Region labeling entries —
--- Begin ---
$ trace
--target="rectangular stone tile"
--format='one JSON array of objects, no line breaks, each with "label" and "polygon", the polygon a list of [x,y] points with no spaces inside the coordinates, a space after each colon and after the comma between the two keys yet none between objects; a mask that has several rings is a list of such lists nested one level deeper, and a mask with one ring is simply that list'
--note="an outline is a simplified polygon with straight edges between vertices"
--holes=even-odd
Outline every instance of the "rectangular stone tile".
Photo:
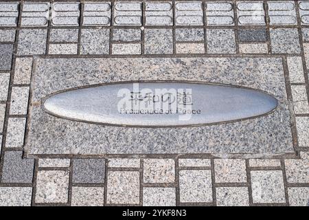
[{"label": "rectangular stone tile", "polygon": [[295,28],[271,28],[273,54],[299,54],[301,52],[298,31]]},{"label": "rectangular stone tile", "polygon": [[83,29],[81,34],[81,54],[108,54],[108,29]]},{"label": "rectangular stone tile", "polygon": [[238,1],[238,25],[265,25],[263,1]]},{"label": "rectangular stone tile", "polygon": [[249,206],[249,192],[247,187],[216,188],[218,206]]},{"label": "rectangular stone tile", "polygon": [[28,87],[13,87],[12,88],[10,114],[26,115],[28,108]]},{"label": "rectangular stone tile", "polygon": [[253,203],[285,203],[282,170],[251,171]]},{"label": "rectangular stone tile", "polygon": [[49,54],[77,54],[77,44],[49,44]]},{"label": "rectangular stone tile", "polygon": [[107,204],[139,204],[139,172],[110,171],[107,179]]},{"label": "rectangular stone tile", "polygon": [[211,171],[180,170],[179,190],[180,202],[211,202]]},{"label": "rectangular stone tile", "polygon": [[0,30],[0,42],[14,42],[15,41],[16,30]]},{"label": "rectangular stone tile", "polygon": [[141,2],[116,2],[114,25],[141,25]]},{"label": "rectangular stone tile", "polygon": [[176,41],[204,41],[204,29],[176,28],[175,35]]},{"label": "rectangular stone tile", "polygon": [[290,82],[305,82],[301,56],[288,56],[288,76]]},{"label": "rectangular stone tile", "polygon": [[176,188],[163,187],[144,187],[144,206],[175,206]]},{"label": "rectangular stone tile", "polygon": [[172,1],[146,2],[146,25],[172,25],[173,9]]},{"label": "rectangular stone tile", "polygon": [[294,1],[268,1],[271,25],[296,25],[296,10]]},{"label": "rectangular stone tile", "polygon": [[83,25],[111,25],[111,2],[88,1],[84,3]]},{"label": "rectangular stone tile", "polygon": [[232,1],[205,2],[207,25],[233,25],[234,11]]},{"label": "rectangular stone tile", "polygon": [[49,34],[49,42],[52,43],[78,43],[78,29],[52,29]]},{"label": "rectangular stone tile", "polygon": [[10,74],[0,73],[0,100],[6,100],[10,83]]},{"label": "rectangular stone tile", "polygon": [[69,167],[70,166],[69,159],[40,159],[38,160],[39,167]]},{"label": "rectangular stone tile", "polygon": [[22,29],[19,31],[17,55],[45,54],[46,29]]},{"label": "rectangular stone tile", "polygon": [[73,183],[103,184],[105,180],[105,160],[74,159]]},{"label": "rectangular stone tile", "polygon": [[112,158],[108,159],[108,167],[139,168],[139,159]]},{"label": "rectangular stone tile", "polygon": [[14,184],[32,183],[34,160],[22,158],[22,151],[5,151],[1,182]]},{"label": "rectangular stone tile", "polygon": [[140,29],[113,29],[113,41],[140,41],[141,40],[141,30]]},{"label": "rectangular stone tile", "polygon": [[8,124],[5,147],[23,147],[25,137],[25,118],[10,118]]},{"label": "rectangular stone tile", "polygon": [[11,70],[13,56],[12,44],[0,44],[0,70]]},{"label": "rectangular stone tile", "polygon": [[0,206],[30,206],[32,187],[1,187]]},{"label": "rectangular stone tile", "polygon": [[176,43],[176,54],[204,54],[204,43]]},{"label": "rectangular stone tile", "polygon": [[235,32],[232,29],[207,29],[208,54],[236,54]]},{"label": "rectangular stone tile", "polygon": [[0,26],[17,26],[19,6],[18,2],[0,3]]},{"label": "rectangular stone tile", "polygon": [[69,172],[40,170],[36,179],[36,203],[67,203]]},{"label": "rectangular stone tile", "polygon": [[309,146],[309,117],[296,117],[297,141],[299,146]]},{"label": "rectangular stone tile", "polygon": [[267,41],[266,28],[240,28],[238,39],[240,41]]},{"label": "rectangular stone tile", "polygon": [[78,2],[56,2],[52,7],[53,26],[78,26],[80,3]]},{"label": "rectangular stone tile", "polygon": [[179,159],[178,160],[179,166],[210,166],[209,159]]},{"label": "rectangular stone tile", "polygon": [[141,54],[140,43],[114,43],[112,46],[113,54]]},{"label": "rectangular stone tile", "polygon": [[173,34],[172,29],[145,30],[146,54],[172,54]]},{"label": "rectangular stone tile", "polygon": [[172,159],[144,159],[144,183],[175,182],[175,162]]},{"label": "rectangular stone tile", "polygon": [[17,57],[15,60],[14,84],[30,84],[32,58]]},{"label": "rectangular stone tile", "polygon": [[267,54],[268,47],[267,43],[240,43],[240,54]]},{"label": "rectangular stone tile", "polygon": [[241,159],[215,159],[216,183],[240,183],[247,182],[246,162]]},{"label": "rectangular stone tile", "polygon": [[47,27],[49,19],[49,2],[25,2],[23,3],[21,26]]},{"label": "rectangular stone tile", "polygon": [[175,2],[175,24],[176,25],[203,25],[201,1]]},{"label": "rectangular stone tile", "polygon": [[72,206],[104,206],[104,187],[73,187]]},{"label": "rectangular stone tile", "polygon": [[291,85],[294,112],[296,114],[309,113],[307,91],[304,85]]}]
--- End ---
--- Begin ---
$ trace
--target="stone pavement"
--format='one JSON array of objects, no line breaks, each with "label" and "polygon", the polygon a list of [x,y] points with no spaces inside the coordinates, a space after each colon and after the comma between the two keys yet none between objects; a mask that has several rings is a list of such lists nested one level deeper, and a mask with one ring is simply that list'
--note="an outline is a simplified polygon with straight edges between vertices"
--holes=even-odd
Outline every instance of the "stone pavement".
--- End ---
Exercise instructions —
Show every line of the rows above that contains the word "instance".

Completed task —
Outline every instance of the "rectangular stone tile".
Outline every instance of the "stone pavement".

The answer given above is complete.